### EXERCISE INPUTS
::::::

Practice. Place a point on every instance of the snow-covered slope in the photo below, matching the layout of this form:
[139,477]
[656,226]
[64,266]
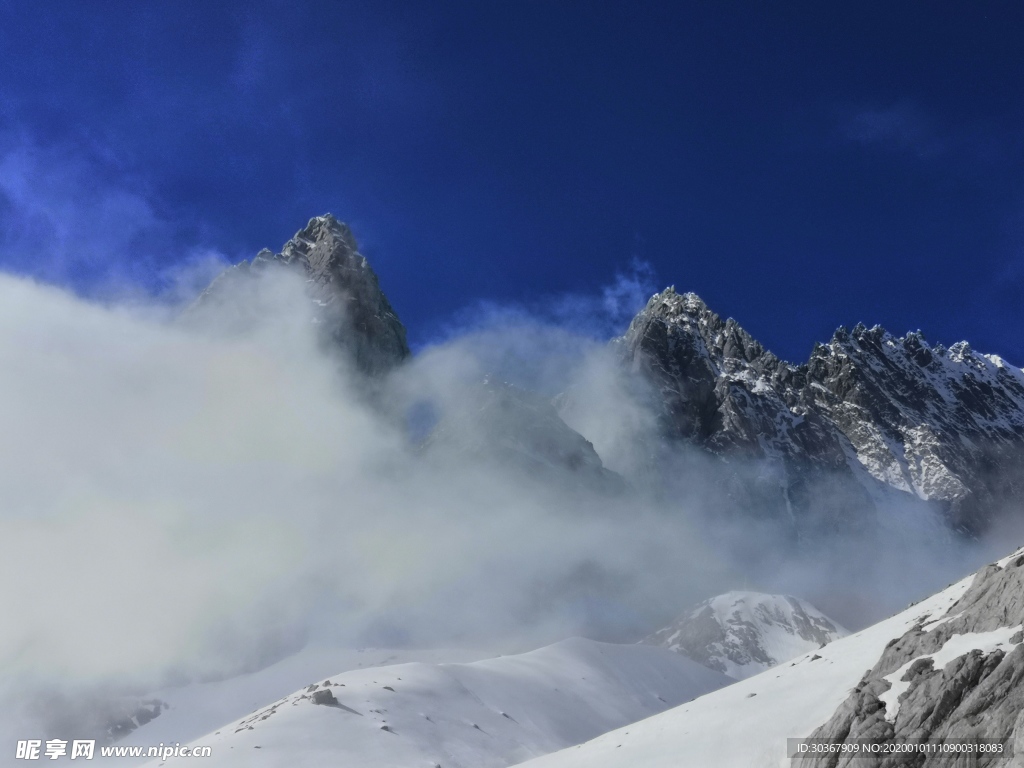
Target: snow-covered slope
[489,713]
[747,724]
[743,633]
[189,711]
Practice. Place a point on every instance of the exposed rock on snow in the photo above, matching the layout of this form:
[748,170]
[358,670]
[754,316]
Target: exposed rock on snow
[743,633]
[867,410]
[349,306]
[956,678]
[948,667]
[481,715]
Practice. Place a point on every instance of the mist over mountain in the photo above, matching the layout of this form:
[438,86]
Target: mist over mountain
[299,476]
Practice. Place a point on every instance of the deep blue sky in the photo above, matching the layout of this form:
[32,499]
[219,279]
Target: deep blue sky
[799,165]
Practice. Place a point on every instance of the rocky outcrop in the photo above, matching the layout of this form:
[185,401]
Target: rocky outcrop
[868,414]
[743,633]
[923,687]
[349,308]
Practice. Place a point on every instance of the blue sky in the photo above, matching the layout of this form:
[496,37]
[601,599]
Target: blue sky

::::::

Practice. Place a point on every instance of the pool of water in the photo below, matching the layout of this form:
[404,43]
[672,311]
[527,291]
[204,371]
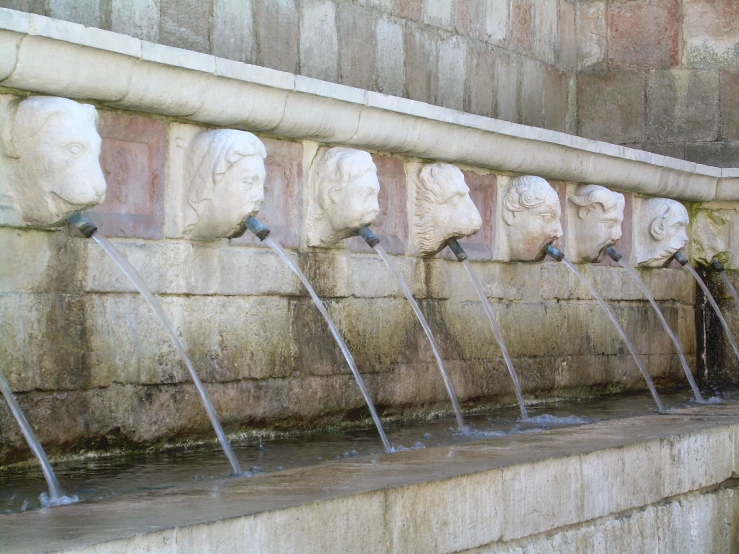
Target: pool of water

::::::

### TASK REQUIREMENTS
Pull out every line in the records that contains the string "rocky", and copy each one in full.

### REPLY
Practice. Place a point on every instance of the rocky outcrop in the photo above, matching the layout of this form:
Target: rocky outcrop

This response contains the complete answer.